**GIVEN PROBLEM 1**
Answer these questions using the passage about the Fuel for Life Tour, one answer per line.
(a) Which album was the tour meant to support?
(b) At which venue was the 22 May 1986 show included on the 30th anniversary edition of Turbo performed?
(c) Whom did the robot prop at the back of the stage lift during performances?
**GIVEN PROBLEM 2**
Carry on the passage about the Fuel for Life Tour from the point where it stops.

start PASSAGE TO READ

The Fuel for Life Tour was a 1986 concert tour by English heavy metal band Judas Priest, to support their album Turbo.

Recordings
The band's second live album Priest...Live! and their DVD set Electric Eye feature performances recorded at The Omni, Atlanta, Georgia on 15 June 1986 and the Reunion Arena, Dallas, Texas on 27 June 1986. The 30th anniversary edition of Turbo, released in 2017, features a 2-disc live recorded performance from the 22 May 1986 show at Sandstone Amphitheater in Bonner Springs, Kansas. 
Other official live recordings include "Desert Plains" (Point of Entry bonus track), "Locked In" (Turbo bonus track), "Hell Bent for Leather" (Priest... Live! bonus track), "Private Property" ("Parental Guidance" b-side) and "Love Bites" (Metalogy), all recorded at Kiel Auditorium, St. Louis, Missouri, on 23 May 1986.

The video documentary Heavy Metal Parking Lot was recorded prior to the Judas Priest concert at the Capital Centre, on 31 May 1986.

Production
The stage design featured several platforms resembling futuristic, sleek, mechanical parts. At the back of the stage was a large robot prop with mechanical arms that would lift the band's guitarists and Rob Halford during performances.

end PASSAGE TO READ
start COLLECTED DATA

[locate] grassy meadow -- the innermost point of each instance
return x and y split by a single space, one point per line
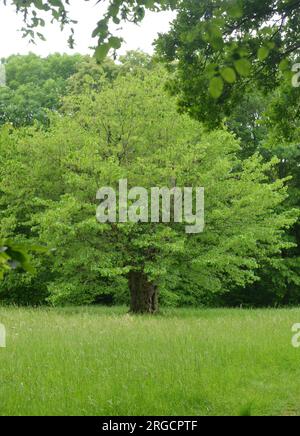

end COLLECTED DATA

**EXERCISE RESULT 1**
(a) Turbo
(b) Sandstone Amphitheater in Bonner Springs, Kansas
(c) The band's guitarists and Rob Halford

**EXERCISE RESULT 2**
During the North American leg of the tour, the band had hired a drum technician, Jonathan Valen, to operate electronic drumming equipment and a sample trigger for backing vocals and some guitar effects. Due to the limitations of technology at the time, these devices required a person to operate them manually.

Setlist
The average setlist was as follows. The setlist predominantly featured songs released in the 1980s, particularly omitting all pre-Killing Machine material, except "Victim of Changes". On early US dates, the Turbo song "Hot for Love" and Point of Entry's "Desert Plains" were performed, while "Parental Guidance" was omitted. The Fuel For Life tour also included some of the few Judas Priest shows where "Victim of Changes" was left off the set list.

"Out in the Cold"
"Locked In"
"Heading Out to the Highway"
"Metal Gods"
"Breaking the Law"
"Love Bites"
"Some Heads Are Gonna Roll"
"The Sentinel"
"Hot For Love" (Dropped after May 12, 1986)
"Private Property"
"Desert Plains" (Replaced by "Parental Guidance" after August 12, 1986)
"Rock You All Around the World"
"The Hellion / Electric Eye"
"Turbo Lover"
"Freewheel Burning"
"Victim of Changes"
"The Green Manalishi (With the Two Prong Crown)"
"Living After Midnight"
"You've Got Another Thing Comin'"
"Hell Bent for Leather"
On the last night of the tour "Screaming For Vengeance" and "Diamonds And Rust" were also played.

Tour dates
The venues and events of the tour were located in North America, Europe and, Japan. They were supported by Dokken on the American leg, Bon Jovi on the Canadian tour dates from 14 to 27 July, Krokus on 6 and 8 August, Loudness on 31 August, and Warlock on the European leg.

Boxscore

Personnel
 Rob Halford – lead vocals
 Glenn Tipton – guitar
 K.K. Downing – guitar
 Ian Hill – bass
 Dave Holland – drums
 Jonathan Valen – electric drummer technician (American leg)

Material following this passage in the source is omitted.